WHAT THIS TASK INVOLVES = Could you retype the part of the article on the Cross River women's land protest that begins at "Return Our Lands: C-River" and stops after "and their families.", word for word?

DOCUMENT SECTION =
----------------------------------------

Return Our Lands: C-River Women Cry Out!
- Demand FG’s abrogation of 1978 Land Use Act
BY UBON EKANEM, CALABAR – Cross River Women have raised an alarm over the Land Use Act of 1978, describing it as an albatross that has continued to inflict untold hardship and sufferings upon them and their families.
They have therefore pleaded passionately with the Federal Government to abrogate the Act which has over the years denied them access to their ancestral farm lands currently taken over by multinational companies operating within their communities.
The aggrieved women are anchoring their plea on the fact that being mostly widows, their only means of livelihood and survival remains farming and dependence on the forests that government arbitrarily acquired for rubber plantations, oil palm estates and timber logging businesses by multinational companies without paying adequate compensation to the affected individuals and communities.
Protesting on the platform of ERE/FOEN Civil Society groups and Community Forest Watch, the women from Ekong-Anaku, Mfamosing, Mbarakom, Mbobui Communities in Akampka Local Government Area as well as Betem, Akpet and Igbogo Communities in Biase Local Government Area, narrated their ugly experiences, recounting that their husbands, who were employees of some multinational companies, died with no death benefits paid to the bereaved families.
They also regretted that even the scholarship schemes promised by the affected companies for their youths have proven to be a mere scam packaged to entice the communities and deceive them into letting go their forests without being adequately compensated.
Spokesperson of the women, Madam Halima Oja who addressed the press, drew the Cross River House of Assembly (CRSHA)’s attention to the pending Model Land Use Bill and urged the lawmakers to give it an accelerated hearing.
In their view, when passed by the Assembly and eventually signed into law, the legislation would address some of the hardships the women and their families are currently passing through.
According to the women, they can no longer endure a situation where as bread winners, their families are daily exposed sufferings, adding that the time has come where they are not ready to continue watching their children roam the streets without employment opportunities.
Speaking on the “Impact of Land Acquisition on Women and Food Security” at the occasion, Associate Professor of Environmental Science, University of Calabar, Dr Raphael Offiong, noted that women’s right are completely eroded in land governance, adding that in most cases the women are saddled with the tasking responsibility of overseeing their children education alongside providing food on the table for the entire family.
He said since the women play a key role in land investment processes like farming, they should be active participants in land appropriation because of their capacity to be more rationale in reasoning and approach to issues affecting the families and communities.
Dr. Offiong listed the effects of land acquisition on the pretext of public interest by government to include, communal wars and family crisis, which occur due to limited access to the now smaller land spaces left for cultivation.
In such circumstances, he said women are prone to becoming widows, as their husbands, who take part in such communal wars and clashes, risk losing their lives.
Narrating their experiences to Forefront, some of the affected women claimed that the by-products of most chemicals used by the multinational companies operating in their communities have contaminated their natural sources of drinking water, aside exterminating the remaining wild life species they rely on, as a major source of protein for healthy living.
On his part, the Executive Director of Environmental Rights Action/Friends of the Earth Nigerian, Dr Godwin Ojo assured the women that their campaign for gender inclusiveness in land appropriation matters would be escalated and taken to the appropriate quarters as long as the companies operating in their communities continue to remain adamant to their plights.
Forefront learnt that when passed into law, the Cross River Model Land Use Bill has provisions for revoking previous Company/Community Memorandum of Understanding (MoU), as well as new MoUs drafted to reflect community interest and demands.

----------------------------------------

RECORDED INFORMATION =
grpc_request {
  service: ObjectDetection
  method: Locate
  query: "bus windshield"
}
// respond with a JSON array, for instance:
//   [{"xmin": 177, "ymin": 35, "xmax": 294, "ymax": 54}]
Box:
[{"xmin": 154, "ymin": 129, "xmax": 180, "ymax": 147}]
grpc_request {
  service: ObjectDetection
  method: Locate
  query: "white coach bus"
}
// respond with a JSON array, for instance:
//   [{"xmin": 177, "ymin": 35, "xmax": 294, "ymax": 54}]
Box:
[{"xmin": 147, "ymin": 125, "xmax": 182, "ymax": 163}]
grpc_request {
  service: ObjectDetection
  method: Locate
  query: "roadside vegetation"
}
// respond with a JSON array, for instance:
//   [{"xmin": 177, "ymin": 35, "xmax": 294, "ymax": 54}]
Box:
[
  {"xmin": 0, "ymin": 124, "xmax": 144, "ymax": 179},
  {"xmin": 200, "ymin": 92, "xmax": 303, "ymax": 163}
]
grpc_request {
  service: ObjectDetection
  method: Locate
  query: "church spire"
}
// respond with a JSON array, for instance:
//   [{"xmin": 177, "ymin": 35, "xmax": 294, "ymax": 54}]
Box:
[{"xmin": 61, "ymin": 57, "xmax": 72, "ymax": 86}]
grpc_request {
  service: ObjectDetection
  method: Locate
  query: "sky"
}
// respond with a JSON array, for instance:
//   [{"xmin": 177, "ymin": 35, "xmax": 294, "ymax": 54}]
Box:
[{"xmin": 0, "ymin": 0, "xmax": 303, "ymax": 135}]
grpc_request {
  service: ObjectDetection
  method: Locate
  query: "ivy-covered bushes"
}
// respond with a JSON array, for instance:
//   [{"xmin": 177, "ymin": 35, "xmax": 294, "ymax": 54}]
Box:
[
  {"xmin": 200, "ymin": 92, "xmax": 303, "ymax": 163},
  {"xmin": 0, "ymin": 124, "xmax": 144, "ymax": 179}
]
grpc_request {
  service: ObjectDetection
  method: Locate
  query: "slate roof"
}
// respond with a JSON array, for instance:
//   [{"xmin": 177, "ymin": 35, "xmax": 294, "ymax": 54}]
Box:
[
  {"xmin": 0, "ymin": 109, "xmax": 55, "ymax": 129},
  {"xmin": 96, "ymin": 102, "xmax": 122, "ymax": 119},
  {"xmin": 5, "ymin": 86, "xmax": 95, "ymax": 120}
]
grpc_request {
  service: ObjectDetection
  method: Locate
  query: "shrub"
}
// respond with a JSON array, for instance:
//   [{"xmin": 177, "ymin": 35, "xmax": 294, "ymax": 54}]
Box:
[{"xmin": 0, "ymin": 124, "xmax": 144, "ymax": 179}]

----------------------------------------

EXERCISE RESPONSE =
Return Our Lands: C-River Women Cry Out!
- Demand FG’s abrogation of 1978 Land Use Act
BY UBON EKANEM, CALABAR – Cross River Women have raised an alarm over the Land Use Act of 1978, describing it as an albatross that has continued to inflict untold hardship and sufferings upon them and their families.